(Directions for this task): Please pick out and copy every line of the entries below that contains the word "countertop".

(Materials provided):
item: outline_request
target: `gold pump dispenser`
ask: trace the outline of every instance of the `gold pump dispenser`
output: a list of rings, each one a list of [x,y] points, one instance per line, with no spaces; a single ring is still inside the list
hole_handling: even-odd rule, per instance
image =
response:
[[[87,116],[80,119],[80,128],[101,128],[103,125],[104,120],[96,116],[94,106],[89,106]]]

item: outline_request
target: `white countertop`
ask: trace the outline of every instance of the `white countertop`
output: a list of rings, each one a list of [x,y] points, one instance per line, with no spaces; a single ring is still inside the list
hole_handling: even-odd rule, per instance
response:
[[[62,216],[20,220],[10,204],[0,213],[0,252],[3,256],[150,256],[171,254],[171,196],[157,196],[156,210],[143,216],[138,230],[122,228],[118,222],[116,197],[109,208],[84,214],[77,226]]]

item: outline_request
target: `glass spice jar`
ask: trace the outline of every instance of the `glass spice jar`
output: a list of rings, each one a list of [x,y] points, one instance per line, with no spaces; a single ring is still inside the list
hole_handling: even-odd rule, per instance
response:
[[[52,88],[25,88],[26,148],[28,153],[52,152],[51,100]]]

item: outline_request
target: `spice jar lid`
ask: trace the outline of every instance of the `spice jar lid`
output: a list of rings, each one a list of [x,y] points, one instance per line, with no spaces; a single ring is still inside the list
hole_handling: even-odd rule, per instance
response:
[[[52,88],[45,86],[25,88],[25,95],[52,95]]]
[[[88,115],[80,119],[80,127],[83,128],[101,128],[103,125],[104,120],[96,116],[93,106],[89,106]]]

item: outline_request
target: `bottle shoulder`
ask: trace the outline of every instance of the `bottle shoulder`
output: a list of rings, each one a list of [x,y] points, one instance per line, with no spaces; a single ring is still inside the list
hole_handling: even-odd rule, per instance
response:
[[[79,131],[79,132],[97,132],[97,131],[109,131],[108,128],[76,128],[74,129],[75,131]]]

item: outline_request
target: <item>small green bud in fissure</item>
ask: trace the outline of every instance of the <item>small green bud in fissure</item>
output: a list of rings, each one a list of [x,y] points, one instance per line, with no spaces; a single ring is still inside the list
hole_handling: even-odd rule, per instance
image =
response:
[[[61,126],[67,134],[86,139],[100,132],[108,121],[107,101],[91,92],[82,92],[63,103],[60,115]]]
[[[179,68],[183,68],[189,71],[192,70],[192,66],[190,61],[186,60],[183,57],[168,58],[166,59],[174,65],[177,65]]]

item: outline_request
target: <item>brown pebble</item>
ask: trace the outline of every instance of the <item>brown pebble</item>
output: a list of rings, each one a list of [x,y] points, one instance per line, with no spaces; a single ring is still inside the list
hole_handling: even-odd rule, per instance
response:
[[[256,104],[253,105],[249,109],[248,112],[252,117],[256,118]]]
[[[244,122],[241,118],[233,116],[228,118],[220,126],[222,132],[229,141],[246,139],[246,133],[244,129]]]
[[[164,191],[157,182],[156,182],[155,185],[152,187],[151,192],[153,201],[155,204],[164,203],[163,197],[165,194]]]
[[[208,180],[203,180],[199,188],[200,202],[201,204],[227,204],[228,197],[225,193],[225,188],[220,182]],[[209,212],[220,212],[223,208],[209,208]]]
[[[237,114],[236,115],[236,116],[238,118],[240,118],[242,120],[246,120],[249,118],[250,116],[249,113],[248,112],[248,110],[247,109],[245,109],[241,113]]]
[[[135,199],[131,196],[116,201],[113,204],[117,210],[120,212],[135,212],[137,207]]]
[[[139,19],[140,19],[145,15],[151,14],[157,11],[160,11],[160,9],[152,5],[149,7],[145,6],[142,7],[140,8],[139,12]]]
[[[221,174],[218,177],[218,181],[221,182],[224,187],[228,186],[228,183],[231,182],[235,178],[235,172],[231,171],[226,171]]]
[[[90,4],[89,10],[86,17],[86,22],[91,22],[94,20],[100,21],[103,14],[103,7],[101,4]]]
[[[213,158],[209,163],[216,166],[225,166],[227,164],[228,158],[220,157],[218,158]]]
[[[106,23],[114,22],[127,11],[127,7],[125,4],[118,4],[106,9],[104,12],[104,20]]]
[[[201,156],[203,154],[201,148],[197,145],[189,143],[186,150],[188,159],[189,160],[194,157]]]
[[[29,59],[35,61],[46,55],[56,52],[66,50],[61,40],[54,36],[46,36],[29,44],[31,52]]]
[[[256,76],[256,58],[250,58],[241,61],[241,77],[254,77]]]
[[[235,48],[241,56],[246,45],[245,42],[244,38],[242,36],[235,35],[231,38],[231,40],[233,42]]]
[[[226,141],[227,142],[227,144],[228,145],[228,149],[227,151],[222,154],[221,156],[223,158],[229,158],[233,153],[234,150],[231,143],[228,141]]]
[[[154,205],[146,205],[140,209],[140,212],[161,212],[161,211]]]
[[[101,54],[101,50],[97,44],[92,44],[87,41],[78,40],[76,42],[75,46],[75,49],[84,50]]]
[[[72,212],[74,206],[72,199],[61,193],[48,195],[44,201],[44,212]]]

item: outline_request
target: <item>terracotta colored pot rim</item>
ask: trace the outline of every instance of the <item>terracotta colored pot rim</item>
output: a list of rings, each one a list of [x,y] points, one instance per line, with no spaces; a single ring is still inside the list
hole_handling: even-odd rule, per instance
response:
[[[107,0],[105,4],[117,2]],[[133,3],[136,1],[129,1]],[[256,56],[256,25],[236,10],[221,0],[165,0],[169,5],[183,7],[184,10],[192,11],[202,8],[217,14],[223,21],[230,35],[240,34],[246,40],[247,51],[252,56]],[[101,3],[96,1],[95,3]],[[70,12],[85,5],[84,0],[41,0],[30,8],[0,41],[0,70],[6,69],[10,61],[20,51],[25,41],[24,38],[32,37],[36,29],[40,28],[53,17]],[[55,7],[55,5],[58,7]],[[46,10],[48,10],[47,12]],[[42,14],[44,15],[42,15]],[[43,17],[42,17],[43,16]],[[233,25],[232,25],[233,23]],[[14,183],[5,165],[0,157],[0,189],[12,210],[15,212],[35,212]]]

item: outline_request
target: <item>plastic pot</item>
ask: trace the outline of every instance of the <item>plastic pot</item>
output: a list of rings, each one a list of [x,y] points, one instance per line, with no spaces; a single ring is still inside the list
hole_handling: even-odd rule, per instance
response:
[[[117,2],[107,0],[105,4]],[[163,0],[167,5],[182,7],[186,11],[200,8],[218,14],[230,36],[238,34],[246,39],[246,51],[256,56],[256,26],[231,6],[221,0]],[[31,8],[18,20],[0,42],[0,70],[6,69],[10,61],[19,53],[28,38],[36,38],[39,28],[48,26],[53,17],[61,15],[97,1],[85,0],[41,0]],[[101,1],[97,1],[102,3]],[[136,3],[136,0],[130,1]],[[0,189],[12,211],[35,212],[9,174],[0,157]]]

(The reply):
target: `white countertop`
ask: trace the outline of every instance of the `white countertop`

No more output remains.